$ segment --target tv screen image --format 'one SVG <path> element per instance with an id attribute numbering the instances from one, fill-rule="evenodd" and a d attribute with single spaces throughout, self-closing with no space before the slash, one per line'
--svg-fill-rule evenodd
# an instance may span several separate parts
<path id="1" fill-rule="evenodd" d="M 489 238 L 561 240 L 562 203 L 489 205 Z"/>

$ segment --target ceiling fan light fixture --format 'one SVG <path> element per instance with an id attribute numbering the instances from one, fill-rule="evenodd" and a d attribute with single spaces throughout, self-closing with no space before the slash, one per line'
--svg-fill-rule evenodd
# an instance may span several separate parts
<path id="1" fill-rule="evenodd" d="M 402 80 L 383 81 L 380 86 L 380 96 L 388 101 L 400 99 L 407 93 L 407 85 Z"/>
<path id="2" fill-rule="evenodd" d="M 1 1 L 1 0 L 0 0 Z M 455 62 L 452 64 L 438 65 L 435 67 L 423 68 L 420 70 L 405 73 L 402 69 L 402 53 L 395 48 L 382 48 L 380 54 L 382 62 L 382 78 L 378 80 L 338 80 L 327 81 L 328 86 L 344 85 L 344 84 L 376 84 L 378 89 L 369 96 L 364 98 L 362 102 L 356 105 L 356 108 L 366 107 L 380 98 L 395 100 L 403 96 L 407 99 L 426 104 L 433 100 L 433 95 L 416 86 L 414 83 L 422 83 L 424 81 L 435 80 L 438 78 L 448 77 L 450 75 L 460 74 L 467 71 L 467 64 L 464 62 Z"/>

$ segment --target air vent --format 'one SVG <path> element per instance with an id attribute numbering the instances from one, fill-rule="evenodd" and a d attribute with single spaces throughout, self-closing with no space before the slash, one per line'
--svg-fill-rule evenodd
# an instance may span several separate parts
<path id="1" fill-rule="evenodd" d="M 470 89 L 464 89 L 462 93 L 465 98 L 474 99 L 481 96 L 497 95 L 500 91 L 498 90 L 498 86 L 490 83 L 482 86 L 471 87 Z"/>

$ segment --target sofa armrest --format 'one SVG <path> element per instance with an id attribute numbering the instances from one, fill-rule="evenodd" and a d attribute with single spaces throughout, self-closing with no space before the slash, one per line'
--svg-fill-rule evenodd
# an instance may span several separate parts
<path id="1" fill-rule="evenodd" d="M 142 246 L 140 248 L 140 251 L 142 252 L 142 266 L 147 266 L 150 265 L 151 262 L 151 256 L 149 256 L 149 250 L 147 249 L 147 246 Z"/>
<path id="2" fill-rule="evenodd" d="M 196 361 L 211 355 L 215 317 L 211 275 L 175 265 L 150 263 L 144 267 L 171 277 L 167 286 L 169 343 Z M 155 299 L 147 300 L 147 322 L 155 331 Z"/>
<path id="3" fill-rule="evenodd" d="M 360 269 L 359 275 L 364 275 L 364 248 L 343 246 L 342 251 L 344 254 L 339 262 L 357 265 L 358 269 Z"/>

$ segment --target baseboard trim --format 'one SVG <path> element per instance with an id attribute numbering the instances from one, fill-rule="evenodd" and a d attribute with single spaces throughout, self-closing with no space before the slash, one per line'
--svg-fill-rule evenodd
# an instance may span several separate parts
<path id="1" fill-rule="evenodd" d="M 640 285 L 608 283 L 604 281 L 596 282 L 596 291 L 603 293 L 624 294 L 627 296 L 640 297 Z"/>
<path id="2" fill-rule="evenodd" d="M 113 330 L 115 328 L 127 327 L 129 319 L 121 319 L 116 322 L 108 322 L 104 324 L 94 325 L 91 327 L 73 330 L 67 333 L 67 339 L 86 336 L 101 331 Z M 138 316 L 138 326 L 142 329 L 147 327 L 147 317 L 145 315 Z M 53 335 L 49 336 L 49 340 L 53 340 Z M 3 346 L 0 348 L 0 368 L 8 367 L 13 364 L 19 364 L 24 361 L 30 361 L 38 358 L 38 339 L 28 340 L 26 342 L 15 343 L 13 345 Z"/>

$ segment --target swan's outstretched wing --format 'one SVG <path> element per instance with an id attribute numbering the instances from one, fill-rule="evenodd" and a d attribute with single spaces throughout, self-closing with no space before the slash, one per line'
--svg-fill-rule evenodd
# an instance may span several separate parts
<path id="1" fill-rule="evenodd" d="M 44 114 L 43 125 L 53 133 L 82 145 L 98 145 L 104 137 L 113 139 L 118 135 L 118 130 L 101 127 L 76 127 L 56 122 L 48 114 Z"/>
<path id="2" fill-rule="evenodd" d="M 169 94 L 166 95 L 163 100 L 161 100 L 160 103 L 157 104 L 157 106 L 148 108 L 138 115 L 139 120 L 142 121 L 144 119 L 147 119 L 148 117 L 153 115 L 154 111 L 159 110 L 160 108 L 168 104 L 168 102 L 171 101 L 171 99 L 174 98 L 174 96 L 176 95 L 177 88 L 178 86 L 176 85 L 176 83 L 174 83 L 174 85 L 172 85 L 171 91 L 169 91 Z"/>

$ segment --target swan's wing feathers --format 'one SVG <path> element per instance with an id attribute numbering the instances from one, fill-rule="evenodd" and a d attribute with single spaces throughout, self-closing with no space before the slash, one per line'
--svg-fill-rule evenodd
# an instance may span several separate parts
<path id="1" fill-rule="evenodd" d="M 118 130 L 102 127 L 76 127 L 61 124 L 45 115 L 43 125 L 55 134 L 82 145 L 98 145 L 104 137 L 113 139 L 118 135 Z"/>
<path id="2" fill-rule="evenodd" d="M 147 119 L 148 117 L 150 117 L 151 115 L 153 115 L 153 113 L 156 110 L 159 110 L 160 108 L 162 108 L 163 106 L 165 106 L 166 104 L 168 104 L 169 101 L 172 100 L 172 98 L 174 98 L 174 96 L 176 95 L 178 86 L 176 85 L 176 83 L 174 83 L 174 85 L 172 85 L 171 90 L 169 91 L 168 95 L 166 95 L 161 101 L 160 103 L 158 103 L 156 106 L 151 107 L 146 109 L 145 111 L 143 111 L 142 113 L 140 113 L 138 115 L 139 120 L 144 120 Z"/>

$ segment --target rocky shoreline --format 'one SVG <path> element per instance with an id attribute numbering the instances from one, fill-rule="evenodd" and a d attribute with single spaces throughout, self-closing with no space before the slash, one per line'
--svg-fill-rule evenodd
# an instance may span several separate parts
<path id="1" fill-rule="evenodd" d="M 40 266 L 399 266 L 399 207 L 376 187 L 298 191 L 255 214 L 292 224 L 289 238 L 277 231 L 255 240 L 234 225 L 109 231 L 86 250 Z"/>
########################################
What is expected ▸
Every line of the listing above should be copied word for word.

Task output ▸
$ segment --target tv screen image --format 'one SVG <path> element per instance with an id attribute numbering the instances from one, fill-rule="evenodd" and a d attribute with single spaces throughout, self-closing with no space before the slash, one per line'
--svg-fill-rule evenodd
# an instance may span several separate parts
<path id="1" fill-rule="evenodd" d="M 489 238 L 561 240 L 562 203 L 489 205 Z"/>

$ segment --target ceiling fan light fixture --format 'one SVG <path> element per instance with an id attribute numbering the instances from one, fill-rule="evenodd" and a d attribute with single spaces throughout, self-closing with no space before the slash, one per line'
--svg-fill-rule evenodd
# an instance may span several separate parts
<path id="1" fill-rule="evenodd" d="M 402 80 L 383 81 L 380 86 L 380 96 L 388 101 L 400 99 L 407 93 L 407 85 Z"/>
<path id="2" fill-rule="evenodd" d="M 1 1 L 1 0 L 0 0 Z M 455 62 L 452 64 L 438 65 L 435 67 L 423 68 L 420 70 L 405 73 L 402 69 L 402 53 L 395 48 L 382 48 L 380 54 L 382 62 L 382 78 L 378 80 L 338 80 L 327 81 L 328 86 L 344 85 L 344 84 L 376 84 L 378 89 L 369 96 L 364 98 L 362 102 L 356 105 L 356 108 L 366 107 L 380 98 L 395 100 L 403 96 L 407 99 L 426 104 L 433 100 L 433 95 L 416 86 L 414 83 L 422 83 L 424 81 L 435 80 L 438 78 L 448 77 L 450 75 L 460 74 L 467 71 L 467 64 L 464 62 Z"/>

$ segment --target air vent --format 'one SVG <path> element per instance with an id attribute numbering the instances from one, fill-rule="evenodd" and a d attribute with single spaces throughout, self-closing with no space before the slash, one per line'
--svg-fill-rule evenodd
# an instance may span several separate parts
<path id="1" fill-rule="evenodd" d="M 470 89 L 464 89 L 462 93 L 465 98 L 474 99 L 481 96 L 497 95 L 500 91 L 498 90 L 498 86 L 490 83 L 482 86 L 471 87 Z"/>

$ segment --target sofa armrest --format 'one SVG <path> element per instance with an id attribute numbering the instances from one, fill-rule="evenodd" and a d attribute with single spaces throughout, self-closing with no space before the slash, one per line'
--svg-fill-rule evenodd
# an instance may span several separate parts
<path id="1" fill-rule="evenodd" d="M 142 246 L 140 248 L 140 251 L 142 252 L 142 266 L 147 266 L 150 265 L 151 262 L 151 256 L 149 256 L 149 250 L 147 249 L 147 246 Z"/>
<path id="2" fill-rule="evenodd" d="M 196 361 L 211 355 L 215 317 L 211 275 L 175 265 L 150 263 L 144 267 L 171 277 L 167 286 L 169 343 Z M 155 299 L 147 300 L 147 322 L 155 331 Z"/>
<path id="3" fill-rule="evenodd" d="M 360 269 L 359 275 L 364 275 L 364 248 L 343 246 L 342 251 L 344 254 L 339 262 L 357 265 L 358 269 Z"/>

$ segment --target baseboard trim --format 'one SVG <path> element per instance with an id attribute numbering the instances from one, fill-rule="evenodd" and a d attribute with single spaces throughout, self-closing with no space before the slash, one per line'
--svg-fill-rule evenodd
# an instance may span several separate parts
<path id="1" fill-rule="evenodd" d="M 640 285 L 608 283 L 604 281 L 596 282 L 596 291 L 603 293 L 624 294 L 627 296 L 640 297 Z"/>
<path id="2" fill-rule="evenodd" d="M 113 330 L 115 328 L 127 327 L 129 319 L 121 319 L 116 322 L 108 322 L 104 324 L 94 325 L 91 327 L 73 330 L 67 333 L 67 339 L 86 336 L 101 331 Z M 138 316 L 138 326 L 142 329 L 147 327 L 147 317 L 145 315 Z M 53 335 L 49 336 L 49 340 L 53 340 Z M 3 346 L 0 348 L 0 368 L 8 367 L 13 364 L 19 364 L 24 361 L 30 361 L 38 358 L 38 339 L 28 340 L 26 342 L 15 343 L 13 345 Z"/>

$ segment --target swan's outstretched wing --format 'one SVG <path> element per instance with an id attribute numbering the instances from one, fill-rule="evenodd" and a d attribute with single spaces throughout, self-closing with no space before the slash, one per line'
--svg-fill-rule evenodd
# an instance may span several separate parts
<path id="1" fill-rule="evenodd" d="M 44 114 L 43 125 L 53 133 L 82 145 L 98 145 L 104 137 L 113 139 L 118 135 L 118 130 L 101 127 L 76 127 L 56 122 L 48 114 Z"/>
<path id="2" fill-rule="evenodd" d="M 169 94 L 166 95 L 163 100 L 161 100 L 160 103 L 157 104 L 157 106 L 148 108 L 138 115 L 139 120 L 142 121 L 144 119 L 147 119 L 148 117 L 153 115 L 154 111 L 159 110 L 160 108 L 168 104 L 168 102 L 171 101 L 171 99 L 174 98 L 174 96 L 176 95 L 177 88 L 178 86 L 176 85 L 176 83 L 174 83 L 174 85 L 172 85 L 171 91 L 169 91 Z"/>

$ segment --target swan's wing feathers --format 'one SVG <path> element per instance with an id attribute numbering the instances from one, fill-rule="evenodd" and a d attribute with single spaces throughout, self-closing with no space before the slash, one per line'
--svg-fill-rule evenodd
# an instance may span several separate parts
<path id="1" fill-rule="evenodd" d="M 118 130 L 102 127 L 76 127 L 61 124 L 45 115 L 43 125 L 55 134 L 82 145 L 98 145 L 104 137 L 113 139 L 118 135 Z"/>
<path id="2" fill-rule="evenodd" d="M 147 119 L 148 117 L 150 117 L 151 115 L 153 115 L 153 113 L 156 110 L 159 110 L 160 108 L 162 108 L 163 106 L 165 106 L 166 104 L 168 104 L 169 101 L 172 100 L 172 98 L 174 98 L 174 96 L 176 95 L 178 86 L 176 85 L 176 83 L 174 83 L 174 85 L 172 85 L 171 90 L 169 91 L 168 95 L 166 95 L 161 101 L 160 103 L 158 103 L 156 106 L 151 107 L 146 109 L 145 111 L 143 111 L 142 113 L 140 113 L 138 115 L 139 120 L 144 120 Z"/>

$ segment --target rocky shoreline --format 'one SVG <path> element per instance with an id attribute numbering the instances from one, fill-rule="evenodd" and a d attribute with single spaces throughout, self-closing with no space before the slash, one per line'
--svg-fill-rule evenodd
# an instance may span several separate parts
<path id="1" fill-rule="evenodd" d="M 40 266 L 399 266 L 399 207 L 376 187 L 298 191 L 255 214 L 292 224 L 289 238 L 277 231 L 255 240 L 234 225 L 109 231 L 86 250 Z"/>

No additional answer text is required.